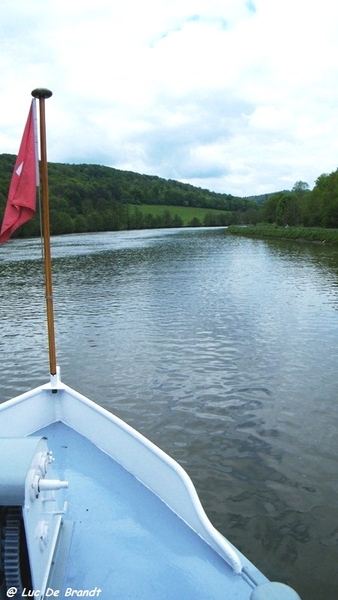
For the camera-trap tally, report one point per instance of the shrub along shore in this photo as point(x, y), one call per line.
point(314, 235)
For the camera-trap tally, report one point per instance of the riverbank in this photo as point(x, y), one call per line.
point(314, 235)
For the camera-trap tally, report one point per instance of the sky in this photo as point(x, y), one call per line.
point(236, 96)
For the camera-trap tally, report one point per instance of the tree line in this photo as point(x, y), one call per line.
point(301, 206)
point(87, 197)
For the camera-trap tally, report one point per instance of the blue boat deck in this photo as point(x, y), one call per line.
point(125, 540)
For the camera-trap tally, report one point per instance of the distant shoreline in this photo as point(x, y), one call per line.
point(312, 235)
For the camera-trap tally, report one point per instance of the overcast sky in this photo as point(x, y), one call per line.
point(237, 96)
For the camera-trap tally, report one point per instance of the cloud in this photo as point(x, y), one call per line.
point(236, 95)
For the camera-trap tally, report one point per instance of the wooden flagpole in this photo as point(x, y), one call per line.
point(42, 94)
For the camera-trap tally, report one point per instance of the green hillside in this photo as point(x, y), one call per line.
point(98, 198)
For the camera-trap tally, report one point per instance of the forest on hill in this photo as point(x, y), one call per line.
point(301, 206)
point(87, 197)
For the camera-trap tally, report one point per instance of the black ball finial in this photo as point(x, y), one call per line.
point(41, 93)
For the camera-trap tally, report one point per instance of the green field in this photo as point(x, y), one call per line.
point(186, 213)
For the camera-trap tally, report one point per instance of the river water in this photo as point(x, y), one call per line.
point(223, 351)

══════

Retype every line of the items above verbatim, without changing any wording, number, or punctuation, and omit the pictures from your answer.

For the camera-trap tally, report one point per instance of the shrub along shore in this photo as point(x, y), one call per line.
point(314, 235)
For the camera-trap tally, report one point per instance of the riverbank in this photo as point(x, y), one call per line.
point(314, 235)
For the camera-trap tally, report one point per instance of the sky in this photo as point(x, y), one call per line.
point(236, 96)
For the camera-trap tally, report one point per instance of the tree line in this photo as point(x, y), one call per line.
point(301, 206)
point(87, 197)
For the camera-trap tally, report one point per instance of the blue boat deck in this photo as point(x, y), one call per line.
point(125, 540)
For the camera-trap tally, report one point per instance of the distant shoreline in this photo as point(x, y), one call per line.
point(312, 235)
For the camera-trap tally, report one point per instance of the overcast sky in this photo as point(x, y), one call per line.
point(237, 96)
For the camera-trap tally, report one point per instance of the cloud in this photo as point(x, y), one call per line.
point(236, 95)
For the camera-trap tally, report one point per instance of the wooden flagpole in this photo as point(x, y), one call per line.
point(42, 94)
For the camera-trap tally, report one point per instance of the green hillside in this photo as point(x, y), one call per line.
point(98, 198)
For the camera-trap tally, report one point per instance of the forest on hill in this photo as point(x, y), one call per line.
point(301, 206)
point(87, 197)
For the camera-trap tally, report one point per instance of the black ball finial in this photo as point(x, y), one call per line.
point(41, 93)
For the camera-trap tally, report one point per instance of the green field in this photo as point(x, y), one call per line.
point(186, 213)
For the camera-trap tally, report one point per instance of the river water in this photo as point(x, y), one call per line.
point(223, 351)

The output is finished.